Extract provided

Joint Venture with New Vardhman Vitrified Pvt. Ltd.

With imports from China becoming progressively unviable, Company had shifted sourcing based in India. As a part of this strategy, your Company had acquired 51% equity stake in New Vardhman Vitrified Pvt. Ltd (NVVPL). The said company had set up a plant in Wakaner, Morbi, Gujarat for manufacturing 8 million sq. mtrs (approximately) of vitrified tiles and wall tiles. The plant has commenced its production towards the end of the financial year 2012-13. The production of this plant is marketed by the Company under its brand name. With this arrangement, Company''s dependence on China for tiles sourcing had significantly reduced. NVVPL, in its first full year of operation, has achieved net turnover of Rs. 146.45 Crores, EBITDA is Rs. 13.72 Crores and net profit before tax is Rs. 1.93 Crores.

Dividend

In view of the losses incurred during the year, your Board is not able to recommend any dividend for the financial year ended 31st March 2014.

Subsidiary Companies and Consolidated Financial Statements

In terms of Section 212(8) of the Companies Act, 1956 read with the General Circular No.2/2011 dated February 8, 2011 issued by the Ministry of Corporate Affairs, Government of India, general exemption has been provided to companies from compliance of the provisions of Section 212 of the Companies Act, 1956 subject to compliance with conditions as referred to in the said General Circular No.2/2011 dated February 8, 2011. The Board of Directors of the Company, accordingly, has given its consent for not attaching the balance-sheet of the subsidiaries and accordingly, the balance-sheet, statement of profit and loss and other documents of the subsidiary companies are not being attached with the balance- sheet of the Company. However, some key information of the subsidiary companies as required to be provided in terms of the said circular, is disclosed under "Section 212 Report" forming part of this Annual Report.

The annual accounts of the subsidiary companies and the related detailed information will be made available to any member of the Company / its subsidiaries who may be interested in obtaining the same. The annual accounts of the subsidiary companies will also be kept for inspection by any member at the Company''s Registered Office and Corporate Office and that of the respective subsidiary companies.

The Annual Report of the Company contains the consolidated audited financial statements prepared pursuant to Clause 41 of the Listing Agreement entered into with the stock exchanges and prepared in accordance with the mandatory accounting standards as notified by the Companies (Accounting Standards) Rules, 2006 (as amended) and the relevant provisions of the Companies Act, 1956.

Written request
Rewrite the part of the annual report extract that begins at "With imports from" and stops after "Rs. 1.93 Crores.", changing "China" to "overseas suppliers" throughout. Work only from the annual report extract.

Dataset extract
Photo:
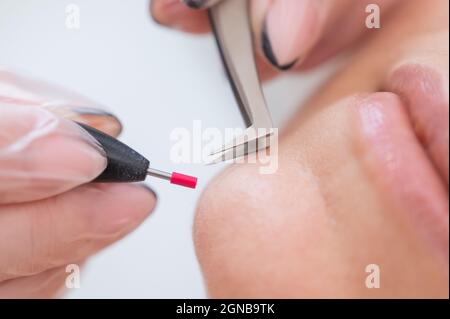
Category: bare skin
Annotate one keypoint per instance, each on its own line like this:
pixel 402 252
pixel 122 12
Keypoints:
pixel 362 179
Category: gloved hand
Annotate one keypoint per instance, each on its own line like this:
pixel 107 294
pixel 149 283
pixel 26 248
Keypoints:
pixel 49 216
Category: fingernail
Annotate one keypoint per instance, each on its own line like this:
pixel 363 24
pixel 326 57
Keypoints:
pixel 42 155
pixel 120 207
pixel 289 31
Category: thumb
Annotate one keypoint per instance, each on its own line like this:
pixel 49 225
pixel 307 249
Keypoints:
pixel 42 155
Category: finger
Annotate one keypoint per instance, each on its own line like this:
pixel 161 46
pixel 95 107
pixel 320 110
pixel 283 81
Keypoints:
pixel 420 77
pixel 19 89
pixel 47 284
pixel 53 232
pixel 175 14
pixel 200 4
pixel 42 155
pixel 287 30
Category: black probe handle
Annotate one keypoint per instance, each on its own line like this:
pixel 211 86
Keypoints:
pixel 124 164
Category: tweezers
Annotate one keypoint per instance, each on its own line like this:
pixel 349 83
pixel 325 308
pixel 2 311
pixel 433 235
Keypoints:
pixel 230 21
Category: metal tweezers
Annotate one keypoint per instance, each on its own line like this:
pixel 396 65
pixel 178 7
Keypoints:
pixel 230 22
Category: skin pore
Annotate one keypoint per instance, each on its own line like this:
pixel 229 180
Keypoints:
pixel 362 179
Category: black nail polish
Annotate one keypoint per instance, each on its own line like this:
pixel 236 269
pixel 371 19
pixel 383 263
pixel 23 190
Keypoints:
pixel 195 4
pixel 270 55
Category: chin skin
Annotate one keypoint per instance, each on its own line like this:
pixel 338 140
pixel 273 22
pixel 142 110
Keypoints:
pixel 311 229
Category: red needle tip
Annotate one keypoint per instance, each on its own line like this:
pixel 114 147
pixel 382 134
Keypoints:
pixel 183 180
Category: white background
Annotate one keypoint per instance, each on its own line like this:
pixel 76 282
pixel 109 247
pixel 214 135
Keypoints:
pixel 154 79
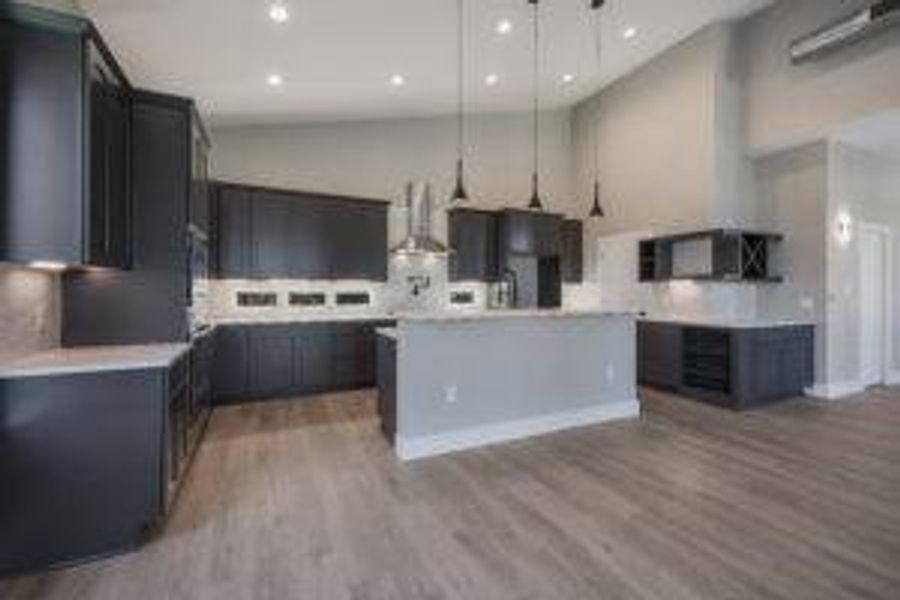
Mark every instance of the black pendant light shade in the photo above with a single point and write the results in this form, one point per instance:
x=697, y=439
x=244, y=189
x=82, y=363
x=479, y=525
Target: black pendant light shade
x=597, y=209
x=535, y=202
x=459, y=190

Response
With imports from overseas suppliers becoming progressively unviable, Company had shifted sourcing based in India. As a part of this strategy, your Company had acquired 51% equity stake in New Vardhman Vitrified Pvt. Ltd (NVVPL). The said company had set up a plant in Wakaner, Morbi, Gujarat for manufacturing 8 million sq. mtrs (approximately) of vitrified tiles and wall tiles. The plant has commenced its production towards the end of the financial year 2012-13. The production of this plant is marketed by the Company under its brand name. With this arrangement, Company''s dependence on overseas suppliers for tiles sourcing had significantly reduced. NVVPL, in its first full year of operation, has achieved net turnover of Rs. 146.45 Crores, EBITDA is Rs. 13.72 Crores and net profit before tax is Rs. 1.93 Crores.